## REQUIRED ACTION
The answer must consist of the entries, copied exactly and in full.

Stored dataset items

★ ★ ★ ★ ★

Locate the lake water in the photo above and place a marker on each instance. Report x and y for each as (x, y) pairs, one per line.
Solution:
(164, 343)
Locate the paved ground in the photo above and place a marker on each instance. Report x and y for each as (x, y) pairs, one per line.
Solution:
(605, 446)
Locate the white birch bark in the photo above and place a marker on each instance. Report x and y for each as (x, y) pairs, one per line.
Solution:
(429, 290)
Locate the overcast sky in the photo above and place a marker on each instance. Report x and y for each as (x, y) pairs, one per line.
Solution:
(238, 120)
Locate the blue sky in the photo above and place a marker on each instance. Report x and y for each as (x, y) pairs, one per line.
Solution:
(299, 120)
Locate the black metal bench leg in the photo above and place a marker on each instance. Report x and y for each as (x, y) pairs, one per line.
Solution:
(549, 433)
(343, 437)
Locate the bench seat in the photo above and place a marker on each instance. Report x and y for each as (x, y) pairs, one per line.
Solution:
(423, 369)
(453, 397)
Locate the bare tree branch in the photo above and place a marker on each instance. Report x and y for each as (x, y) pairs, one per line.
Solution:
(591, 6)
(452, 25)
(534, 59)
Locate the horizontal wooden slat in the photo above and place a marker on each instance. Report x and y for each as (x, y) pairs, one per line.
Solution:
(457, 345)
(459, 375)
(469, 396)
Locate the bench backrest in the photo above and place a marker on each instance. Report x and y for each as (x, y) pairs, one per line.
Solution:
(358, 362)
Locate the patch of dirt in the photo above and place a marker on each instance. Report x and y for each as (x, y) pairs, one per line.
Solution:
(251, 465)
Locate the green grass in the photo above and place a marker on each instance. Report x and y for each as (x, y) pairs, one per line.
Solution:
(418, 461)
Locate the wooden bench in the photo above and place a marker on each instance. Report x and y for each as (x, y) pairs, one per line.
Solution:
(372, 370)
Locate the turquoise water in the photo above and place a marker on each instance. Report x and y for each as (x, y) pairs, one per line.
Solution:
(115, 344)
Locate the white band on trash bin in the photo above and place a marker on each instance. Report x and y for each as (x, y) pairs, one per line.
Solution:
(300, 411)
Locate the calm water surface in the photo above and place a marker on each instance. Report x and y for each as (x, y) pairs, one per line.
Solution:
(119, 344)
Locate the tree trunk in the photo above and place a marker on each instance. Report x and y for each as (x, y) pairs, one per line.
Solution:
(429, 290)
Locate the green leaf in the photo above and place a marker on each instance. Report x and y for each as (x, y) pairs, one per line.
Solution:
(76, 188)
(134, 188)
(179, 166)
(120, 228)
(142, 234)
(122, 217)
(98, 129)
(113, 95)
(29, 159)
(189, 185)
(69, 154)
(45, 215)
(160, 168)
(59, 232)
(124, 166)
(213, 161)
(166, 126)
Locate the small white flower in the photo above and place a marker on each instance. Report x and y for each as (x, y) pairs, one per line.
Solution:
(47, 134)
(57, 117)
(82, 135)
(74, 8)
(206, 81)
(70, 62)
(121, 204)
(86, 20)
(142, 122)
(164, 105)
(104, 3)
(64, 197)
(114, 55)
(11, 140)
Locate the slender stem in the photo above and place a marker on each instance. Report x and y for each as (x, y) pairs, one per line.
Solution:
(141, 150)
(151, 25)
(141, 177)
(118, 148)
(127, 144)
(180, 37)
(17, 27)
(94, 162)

★ ★ ★ ★ ★

## ANSWER TO THIS EXERCISE
Locate the lake water in the photo above and place a marker on each instance. Report x and y for each as (x, y) pairs, one per line.
Solution:
(164, 343)
Locate the paved ground in the photo above and place a marker on each instance. Report x and y for each as (x, y) pairs, one per line.
Solution:
(605, 446)
Locate the white birch bark in the photo above and place a marker on each instance. Report x and y for each as (x, y) pairs, one per line.
Solution:
(429, 290)
Locate the overcast sky in the photo above and place a marker on each instance. Report x and y for each as (x, y) pairs, one per line.
Solution:
(238, 120)
Locate the blue sky in the photo above and place a marker on each instance. Report x and y for each as (x, y) pairs, one per line.
Solution:
(299, 120)
Locate the black metal bench leg in the photo above and place a marker on each instance. Report x and y for each as (x, y) pairs, one per line.
Solution:
(549, 433)
(343, 437)
Locate the bench seat in the photo above and place a marker on each instance. Report x and y for each as (x, y) pairs, one per line.
Solution:
(423, 369)
(453, 397)
Locate the bare tree branch in the photo above and place a marker on each instance. Report x and y for each as (x, y) pairs, one per line.
Solution:
(591, 6)
(452, 25)
(534, 59)
Locate the horizontal wooden slat in the photo above and place a marker on each instance. Report x and y for each as (x, y) pairs, one per line.
Solution:
(457, 345)
(459, 375)
(469, 396)
Locate the bench backrest in the photo above and place a marker on each instance. Report x and y for each as (x, y) pairs, one per line.
Solution:
(358, 362)
Locate the patch of dirt in the photo above and place a marker on each instance. Report x and y for each as (x, y) pairs, one per line.
Solution:
(251, 465)
Locate the green grass in the photo above and place a marker on each instance. Report x and y for each as (x, y) pairs, one per line.
Solution:
(418, 461)
Locate the wooden bench in the photo above and place a marker on each instance. Report x and y for each as (x, y) pairs, one per line.
Solution:
(372, 370)
Locate the turquoise water in the photo above and place a marker on each instance. Report x and y for each as (x, y) pairs, one per line.
Solution:
(115, 344)
Locate the white band on trash bin in the photo above and place a marker on each instance. Report x and y for each as (x, y) pairs, one per line.
Solution:
(300, 411)
Locate the calm water surface in the photo above and place a marker on each instance. Report x and y for each as (x, y) pairs, one per line.
Solution:
(119, 344)
Locate the tree trunk in the photo above and place a marker on each instance. Report x and y for each as (x, y) pairs, one per line.
Solution:
(429, 290)
Locate the green leaf in the photo above and place a marker on each instance. Report x and y for each as (x, y) pairs, one per line.
Solution:
(76, 188)
(134, 188)
(179, 166)
(120, 228)
(142, 234)
(122, 217)
(98, 129)
(113, 95)
(29, 159)
(189, 185)
(69, 154)
(45, 215)
(160, 168)
(59, 232)
(124, 166)
(213, 161)
(166, 126)
Locate the small white flower in the photo above and place a marker on each instance. Report x and y for each as (x, y) pairs, one per line.
Solution:
(47, 134)
(57, 117)
(82, 135)
(74, 8)
(206, 81)
(70, 62)
(121, 204)
(86, 20)
(142, 122)
(164, 105)
(104, 3)
(64, 197)
(114, 55)
(11, 140)
Locate the slender stem in the photo above and place a marker on each instance. Report x and y for each as (x, y) pairs, one per line.
Solution:
(141, 150)
(151, 25)
(141, 177)
(118, 148)
(127, 144)
(180, 37)
(17, 27)
(94, 162)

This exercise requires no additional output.